Pergunta: As imagens do [programa] “Fantástico” que você fez teve uma reação agressiva por parte dos fazendeiros. Como você se sente em relação a isso? Culpado? Porque os índios acabaram prejudicados, você tentou ajudar, mas a reação...

VC: É o embate, né?! Na época, advogados, deputados fizeram... foram pra TV globo, foram pro [jornal] Estadão, pressionaram o ministério. Era impossível... Não, não me sinto culpado não. É uma luta, às vezes você perde e às vezes você ganha. Mas eu não sabia que tinha esse índio lá, que o cara ia ver o fantástico e ia lá atirar no cara...

Pergunta: Não foi sua intenção, é uma consequência indireta de uma ação sua que tinha um objetivo completamente diferente.

VC: Mas, por outro lado, se foi demarcado, se a Justiça Federal isolou as áreas, se obrigou o governo a demarcar as áreas, foi graças às imagens. Então foi pra o bem e foi pra o mal. Essas imagens foram fundamentais pra sobrevivência dessas outras pessoas...

Pergunta: Nesse processo todo de “Corumbiara”, você teve medo?

VC: Se eu tive medo? Eu tive quando eu fiz aquele depoimento de câmera escondida da mulher. Ali eu tive bastante medo. Porque o cara, o pistoleiro, ia toda hora no hotel, ameaçava a mulher e dizia 'você falou, você não falou'. Eu ia de noite pra central telefônica, os caras começaram a falar, 'ó, não anda sozinho de noite'. Começou a se criar um clima assim, eu já tava jurado. Esse foi o momento, o ápice: na hora que os fazendeiros sentiram que eu tinha eles e que eu achava e eles achavam que eu tinha eles na minha mão.

Tarefa proposta A » Por favor, traduza para o inglês esta frase da entrevista: "É uma luta, às vezes você perde e às vezes você ganha."
Tarefa proposta B »
Responda com base na entrevista:
(i) Segundo o entrevistado, para quais veículos de imprensa foram advogados e deputados?
(ii) Em que momento ele diz ter sentido bastante medo?
(iii) Aonde ele ia à noite?

Entradas fornecidas »
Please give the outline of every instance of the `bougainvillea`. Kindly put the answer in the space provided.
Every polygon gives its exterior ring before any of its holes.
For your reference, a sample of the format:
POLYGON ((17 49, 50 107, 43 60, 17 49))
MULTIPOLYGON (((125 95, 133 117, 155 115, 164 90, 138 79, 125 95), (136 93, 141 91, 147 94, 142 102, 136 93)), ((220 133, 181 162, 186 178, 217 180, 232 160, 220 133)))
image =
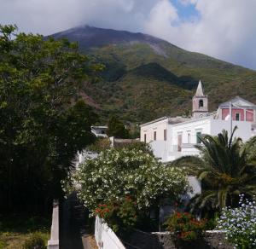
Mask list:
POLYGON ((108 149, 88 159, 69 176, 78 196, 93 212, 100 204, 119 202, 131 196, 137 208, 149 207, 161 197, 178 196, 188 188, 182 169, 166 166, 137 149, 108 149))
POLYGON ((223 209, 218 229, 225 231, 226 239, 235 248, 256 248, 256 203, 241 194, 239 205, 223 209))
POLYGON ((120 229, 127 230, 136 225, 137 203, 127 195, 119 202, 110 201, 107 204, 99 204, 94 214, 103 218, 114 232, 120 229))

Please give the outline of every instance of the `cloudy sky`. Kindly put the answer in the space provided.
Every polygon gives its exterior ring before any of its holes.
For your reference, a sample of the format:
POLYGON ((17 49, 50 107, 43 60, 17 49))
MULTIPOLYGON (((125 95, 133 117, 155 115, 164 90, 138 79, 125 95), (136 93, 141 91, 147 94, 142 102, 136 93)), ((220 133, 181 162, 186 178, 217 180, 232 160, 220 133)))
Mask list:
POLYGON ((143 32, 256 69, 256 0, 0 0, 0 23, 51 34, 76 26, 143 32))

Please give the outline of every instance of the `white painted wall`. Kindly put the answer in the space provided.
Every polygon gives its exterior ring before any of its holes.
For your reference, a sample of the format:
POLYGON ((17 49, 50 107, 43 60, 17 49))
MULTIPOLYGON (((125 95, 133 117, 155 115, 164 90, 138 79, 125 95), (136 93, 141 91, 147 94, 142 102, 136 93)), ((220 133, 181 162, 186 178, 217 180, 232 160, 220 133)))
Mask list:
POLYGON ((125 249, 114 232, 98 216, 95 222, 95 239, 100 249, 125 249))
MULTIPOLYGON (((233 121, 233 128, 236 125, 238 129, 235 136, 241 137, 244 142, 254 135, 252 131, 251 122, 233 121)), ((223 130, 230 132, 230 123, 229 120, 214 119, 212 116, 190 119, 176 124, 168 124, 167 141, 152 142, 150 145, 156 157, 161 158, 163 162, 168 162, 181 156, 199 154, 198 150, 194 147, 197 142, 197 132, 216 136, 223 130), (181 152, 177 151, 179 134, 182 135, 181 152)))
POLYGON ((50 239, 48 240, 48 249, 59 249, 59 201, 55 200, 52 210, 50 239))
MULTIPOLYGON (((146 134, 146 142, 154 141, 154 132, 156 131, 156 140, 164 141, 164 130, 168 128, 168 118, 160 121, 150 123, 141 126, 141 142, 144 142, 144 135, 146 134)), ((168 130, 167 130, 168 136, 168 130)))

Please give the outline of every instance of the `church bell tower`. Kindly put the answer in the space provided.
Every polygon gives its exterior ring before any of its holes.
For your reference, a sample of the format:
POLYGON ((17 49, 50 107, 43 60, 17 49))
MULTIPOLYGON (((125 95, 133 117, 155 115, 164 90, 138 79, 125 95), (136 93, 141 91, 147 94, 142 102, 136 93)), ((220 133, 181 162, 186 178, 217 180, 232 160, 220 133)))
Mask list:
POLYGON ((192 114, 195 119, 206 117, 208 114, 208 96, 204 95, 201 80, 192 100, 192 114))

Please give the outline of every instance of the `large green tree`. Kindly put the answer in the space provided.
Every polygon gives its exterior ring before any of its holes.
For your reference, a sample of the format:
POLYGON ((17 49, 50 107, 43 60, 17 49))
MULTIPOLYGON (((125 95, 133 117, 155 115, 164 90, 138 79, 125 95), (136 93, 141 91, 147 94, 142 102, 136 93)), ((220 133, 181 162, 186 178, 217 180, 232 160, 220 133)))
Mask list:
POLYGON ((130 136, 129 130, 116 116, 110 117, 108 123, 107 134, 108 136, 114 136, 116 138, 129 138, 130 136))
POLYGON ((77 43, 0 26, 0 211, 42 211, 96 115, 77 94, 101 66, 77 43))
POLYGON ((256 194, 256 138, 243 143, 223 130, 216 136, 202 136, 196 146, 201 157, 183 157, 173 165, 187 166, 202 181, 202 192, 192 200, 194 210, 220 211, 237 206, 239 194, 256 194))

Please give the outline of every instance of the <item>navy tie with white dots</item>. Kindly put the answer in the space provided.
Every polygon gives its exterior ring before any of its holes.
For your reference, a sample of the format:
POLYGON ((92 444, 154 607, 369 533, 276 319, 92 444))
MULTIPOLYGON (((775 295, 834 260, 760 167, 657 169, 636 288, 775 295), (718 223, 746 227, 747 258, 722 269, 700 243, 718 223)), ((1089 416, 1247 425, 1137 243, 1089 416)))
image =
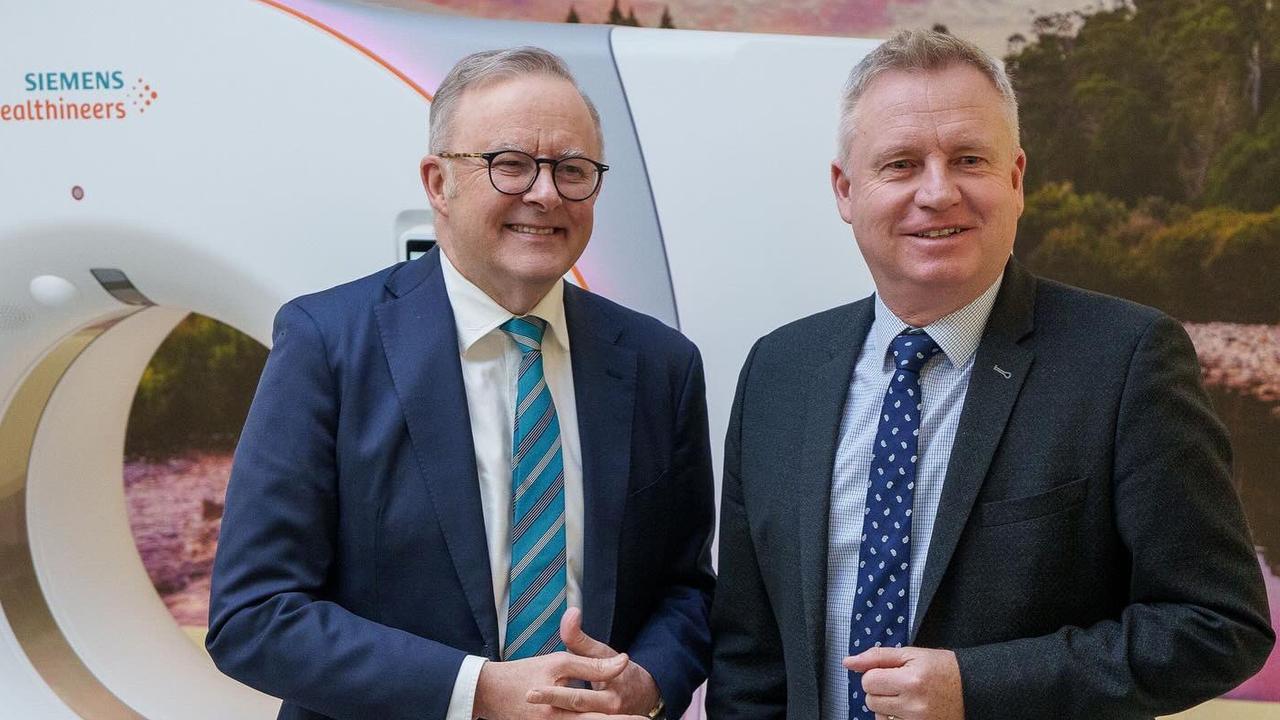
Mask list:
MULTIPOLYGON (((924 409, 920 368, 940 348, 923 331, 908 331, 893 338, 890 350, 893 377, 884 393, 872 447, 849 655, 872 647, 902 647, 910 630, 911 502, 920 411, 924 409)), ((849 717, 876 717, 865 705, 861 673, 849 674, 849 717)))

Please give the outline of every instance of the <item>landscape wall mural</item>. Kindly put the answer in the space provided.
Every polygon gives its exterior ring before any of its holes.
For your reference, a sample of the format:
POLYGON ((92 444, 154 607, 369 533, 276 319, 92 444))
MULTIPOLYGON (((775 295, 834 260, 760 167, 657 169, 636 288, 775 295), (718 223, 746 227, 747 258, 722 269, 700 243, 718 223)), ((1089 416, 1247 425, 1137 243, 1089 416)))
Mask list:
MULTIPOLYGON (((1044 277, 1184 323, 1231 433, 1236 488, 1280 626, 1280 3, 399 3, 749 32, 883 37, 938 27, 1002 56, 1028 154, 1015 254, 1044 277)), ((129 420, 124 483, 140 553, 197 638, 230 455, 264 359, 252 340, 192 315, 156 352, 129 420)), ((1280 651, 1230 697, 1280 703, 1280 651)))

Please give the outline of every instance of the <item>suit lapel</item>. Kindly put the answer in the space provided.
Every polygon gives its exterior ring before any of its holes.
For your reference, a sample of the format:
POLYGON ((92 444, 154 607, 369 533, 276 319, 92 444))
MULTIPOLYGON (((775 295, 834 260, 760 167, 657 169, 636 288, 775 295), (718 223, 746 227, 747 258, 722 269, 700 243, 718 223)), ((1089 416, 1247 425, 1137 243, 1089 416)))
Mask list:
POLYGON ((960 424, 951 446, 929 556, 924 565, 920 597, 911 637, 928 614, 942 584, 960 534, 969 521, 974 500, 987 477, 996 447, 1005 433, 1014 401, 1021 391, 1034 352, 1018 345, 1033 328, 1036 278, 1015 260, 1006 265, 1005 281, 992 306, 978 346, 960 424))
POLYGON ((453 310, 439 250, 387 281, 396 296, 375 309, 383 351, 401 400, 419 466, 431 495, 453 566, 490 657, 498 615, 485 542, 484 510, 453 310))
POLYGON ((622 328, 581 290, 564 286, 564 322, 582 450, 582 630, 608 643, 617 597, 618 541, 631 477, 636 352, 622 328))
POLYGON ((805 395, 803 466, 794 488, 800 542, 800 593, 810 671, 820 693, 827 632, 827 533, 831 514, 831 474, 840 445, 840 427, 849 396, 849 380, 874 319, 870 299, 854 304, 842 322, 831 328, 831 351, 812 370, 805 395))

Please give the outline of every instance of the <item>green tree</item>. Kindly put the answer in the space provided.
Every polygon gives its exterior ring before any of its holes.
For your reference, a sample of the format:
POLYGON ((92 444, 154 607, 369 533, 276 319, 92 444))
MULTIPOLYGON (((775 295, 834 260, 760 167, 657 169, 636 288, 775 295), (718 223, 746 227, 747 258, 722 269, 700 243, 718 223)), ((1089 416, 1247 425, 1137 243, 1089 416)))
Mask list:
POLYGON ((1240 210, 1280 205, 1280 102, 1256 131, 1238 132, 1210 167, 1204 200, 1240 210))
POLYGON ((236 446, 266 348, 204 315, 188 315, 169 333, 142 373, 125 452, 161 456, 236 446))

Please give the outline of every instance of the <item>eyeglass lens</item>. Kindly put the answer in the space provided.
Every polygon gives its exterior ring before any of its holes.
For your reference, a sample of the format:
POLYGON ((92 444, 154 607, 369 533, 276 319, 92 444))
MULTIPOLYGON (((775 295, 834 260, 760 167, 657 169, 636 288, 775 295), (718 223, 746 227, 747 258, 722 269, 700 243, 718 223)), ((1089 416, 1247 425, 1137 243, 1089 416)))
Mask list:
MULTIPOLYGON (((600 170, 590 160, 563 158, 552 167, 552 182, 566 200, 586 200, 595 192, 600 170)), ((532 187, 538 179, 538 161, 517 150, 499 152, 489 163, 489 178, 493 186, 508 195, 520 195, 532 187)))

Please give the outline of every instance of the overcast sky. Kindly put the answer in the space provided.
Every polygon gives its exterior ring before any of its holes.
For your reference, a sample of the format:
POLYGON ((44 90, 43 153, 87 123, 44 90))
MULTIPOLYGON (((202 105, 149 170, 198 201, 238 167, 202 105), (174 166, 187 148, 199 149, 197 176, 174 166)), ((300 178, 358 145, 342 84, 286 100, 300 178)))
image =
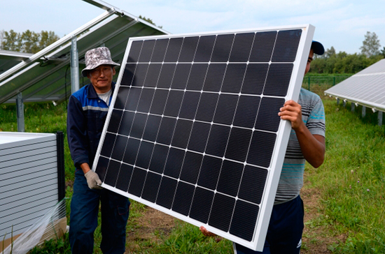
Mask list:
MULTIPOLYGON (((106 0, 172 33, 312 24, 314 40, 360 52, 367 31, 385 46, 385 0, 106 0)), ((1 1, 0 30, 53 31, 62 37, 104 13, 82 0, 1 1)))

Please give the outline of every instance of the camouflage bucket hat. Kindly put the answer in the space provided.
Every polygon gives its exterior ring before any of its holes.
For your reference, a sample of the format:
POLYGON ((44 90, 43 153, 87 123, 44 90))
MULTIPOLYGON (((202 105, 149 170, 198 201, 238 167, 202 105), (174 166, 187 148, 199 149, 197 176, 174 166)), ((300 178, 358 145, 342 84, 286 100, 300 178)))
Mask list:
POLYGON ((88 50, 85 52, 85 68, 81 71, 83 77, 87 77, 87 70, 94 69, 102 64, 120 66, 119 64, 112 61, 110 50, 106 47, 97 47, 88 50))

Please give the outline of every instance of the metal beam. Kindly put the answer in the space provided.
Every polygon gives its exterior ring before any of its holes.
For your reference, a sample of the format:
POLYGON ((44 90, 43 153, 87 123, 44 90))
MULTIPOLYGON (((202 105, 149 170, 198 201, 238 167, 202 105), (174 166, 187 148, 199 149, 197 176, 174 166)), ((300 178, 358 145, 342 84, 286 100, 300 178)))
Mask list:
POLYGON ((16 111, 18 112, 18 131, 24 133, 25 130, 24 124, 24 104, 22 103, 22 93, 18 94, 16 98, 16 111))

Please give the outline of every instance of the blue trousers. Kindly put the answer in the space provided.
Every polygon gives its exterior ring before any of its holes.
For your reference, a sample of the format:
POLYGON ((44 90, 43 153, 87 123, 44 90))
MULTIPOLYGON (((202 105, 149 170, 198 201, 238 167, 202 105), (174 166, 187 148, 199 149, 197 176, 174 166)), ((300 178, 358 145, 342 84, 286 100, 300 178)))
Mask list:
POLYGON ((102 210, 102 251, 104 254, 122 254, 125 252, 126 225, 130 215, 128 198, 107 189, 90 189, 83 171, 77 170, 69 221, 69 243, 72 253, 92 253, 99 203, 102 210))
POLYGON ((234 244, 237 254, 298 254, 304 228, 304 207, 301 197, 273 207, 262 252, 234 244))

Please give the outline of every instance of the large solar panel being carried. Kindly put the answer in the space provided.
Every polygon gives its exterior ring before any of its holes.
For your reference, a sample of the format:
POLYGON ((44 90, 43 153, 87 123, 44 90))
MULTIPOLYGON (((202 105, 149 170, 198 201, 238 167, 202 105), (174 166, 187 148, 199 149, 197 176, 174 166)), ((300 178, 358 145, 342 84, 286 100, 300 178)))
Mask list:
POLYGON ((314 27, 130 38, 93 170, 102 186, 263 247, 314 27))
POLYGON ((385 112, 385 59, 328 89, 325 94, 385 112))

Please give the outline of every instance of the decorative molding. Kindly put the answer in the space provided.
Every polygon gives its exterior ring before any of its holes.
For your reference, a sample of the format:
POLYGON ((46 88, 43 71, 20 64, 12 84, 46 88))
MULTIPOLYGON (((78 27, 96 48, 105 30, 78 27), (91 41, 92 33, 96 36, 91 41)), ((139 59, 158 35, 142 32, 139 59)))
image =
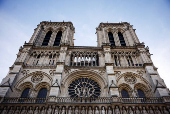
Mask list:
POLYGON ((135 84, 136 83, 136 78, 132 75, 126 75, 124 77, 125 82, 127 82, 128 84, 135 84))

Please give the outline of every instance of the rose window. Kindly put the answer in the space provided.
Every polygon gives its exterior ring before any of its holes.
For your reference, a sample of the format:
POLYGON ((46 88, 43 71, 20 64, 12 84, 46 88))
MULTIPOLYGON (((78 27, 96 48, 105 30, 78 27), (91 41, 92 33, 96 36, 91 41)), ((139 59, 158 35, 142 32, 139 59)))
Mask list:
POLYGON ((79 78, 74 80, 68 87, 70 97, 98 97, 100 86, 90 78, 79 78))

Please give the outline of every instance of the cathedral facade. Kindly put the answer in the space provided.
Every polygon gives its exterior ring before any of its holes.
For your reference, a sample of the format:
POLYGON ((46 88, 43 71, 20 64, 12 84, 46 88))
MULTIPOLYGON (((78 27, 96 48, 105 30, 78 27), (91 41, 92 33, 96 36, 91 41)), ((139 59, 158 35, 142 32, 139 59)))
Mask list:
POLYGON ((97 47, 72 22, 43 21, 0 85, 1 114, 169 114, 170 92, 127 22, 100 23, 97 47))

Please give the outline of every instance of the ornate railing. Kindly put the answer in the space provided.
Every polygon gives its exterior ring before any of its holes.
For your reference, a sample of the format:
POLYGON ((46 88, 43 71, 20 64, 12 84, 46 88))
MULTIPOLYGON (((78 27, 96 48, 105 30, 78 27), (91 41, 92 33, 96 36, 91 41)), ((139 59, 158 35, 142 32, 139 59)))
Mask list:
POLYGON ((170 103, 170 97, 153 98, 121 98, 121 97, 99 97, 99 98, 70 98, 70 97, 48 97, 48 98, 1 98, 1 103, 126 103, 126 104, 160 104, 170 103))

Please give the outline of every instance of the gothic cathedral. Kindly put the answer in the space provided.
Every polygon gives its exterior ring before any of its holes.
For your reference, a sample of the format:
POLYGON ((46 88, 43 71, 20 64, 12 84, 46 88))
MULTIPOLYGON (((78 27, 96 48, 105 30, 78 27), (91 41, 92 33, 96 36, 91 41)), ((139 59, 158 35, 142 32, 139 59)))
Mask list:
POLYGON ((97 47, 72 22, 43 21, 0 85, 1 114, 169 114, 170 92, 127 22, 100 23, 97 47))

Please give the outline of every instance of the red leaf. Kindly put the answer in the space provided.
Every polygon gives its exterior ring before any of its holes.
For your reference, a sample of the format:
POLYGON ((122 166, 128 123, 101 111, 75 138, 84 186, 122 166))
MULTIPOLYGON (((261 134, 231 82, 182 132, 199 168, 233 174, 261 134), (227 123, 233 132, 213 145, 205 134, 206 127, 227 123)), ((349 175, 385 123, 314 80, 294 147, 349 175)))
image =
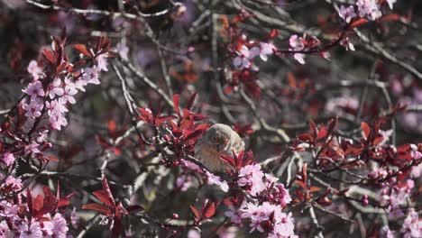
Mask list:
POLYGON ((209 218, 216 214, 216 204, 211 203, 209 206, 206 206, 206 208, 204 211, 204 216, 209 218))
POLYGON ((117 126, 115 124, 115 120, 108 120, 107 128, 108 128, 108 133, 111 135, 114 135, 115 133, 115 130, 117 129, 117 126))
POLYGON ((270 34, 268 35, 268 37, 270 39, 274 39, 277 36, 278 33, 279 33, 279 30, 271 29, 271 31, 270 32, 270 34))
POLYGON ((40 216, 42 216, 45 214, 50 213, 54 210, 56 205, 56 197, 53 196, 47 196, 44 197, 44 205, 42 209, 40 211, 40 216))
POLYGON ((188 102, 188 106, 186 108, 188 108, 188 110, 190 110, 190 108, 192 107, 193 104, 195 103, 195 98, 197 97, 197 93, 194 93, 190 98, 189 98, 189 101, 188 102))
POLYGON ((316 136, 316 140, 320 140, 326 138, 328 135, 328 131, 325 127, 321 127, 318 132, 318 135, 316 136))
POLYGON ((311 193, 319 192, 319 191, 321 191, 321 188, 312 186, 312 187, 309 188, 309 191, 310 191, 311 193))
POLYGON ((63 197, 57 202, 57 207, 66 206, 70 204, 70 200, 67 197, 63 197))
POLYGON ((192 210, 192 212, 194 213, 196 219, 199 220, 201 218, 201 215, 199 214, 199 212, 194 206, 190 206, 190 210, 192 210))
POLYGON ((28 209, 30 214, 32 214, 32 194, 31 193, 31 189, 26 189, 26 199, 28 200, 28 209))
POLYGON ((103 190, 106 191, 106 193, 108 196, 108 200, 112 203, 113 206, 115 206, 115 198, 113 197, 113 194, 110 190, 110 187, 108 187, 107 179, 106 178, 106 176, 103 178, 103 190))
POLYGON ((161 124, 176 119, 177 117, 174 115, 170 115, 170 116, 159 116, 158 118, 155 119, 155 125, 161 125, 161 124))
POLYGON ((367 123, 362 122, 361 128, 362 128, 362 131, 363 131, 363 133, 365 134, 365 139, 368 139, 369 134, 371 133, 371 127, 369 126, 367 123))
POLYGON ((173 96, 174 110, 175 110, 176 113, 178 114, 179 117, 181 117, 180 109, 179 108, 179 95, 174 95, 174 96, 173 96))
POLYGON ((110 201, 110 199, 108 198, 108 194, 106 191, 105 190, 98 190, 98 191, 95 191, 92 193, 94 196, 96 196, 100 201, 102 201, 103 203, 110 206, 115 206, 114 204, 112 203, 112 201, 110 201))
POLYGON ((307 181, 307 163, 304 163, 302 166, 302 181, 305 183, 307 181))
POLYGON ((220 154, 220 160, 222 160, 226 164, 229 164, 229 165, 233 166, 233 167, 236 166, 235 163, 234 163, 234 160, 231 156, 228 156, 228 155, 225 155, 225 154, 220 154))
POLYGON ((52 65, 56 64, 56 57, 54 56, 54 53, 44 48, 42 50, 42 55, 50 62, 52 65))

Resposta A » It's a struggle; sometimes you lose and sometimes you win.

Resposta B »
(i) Para a TV Globo e para o jornal Estadão.
(ii) Quando fez o depoimento de câmera escondida da mulher.
(iii) À central telefônica.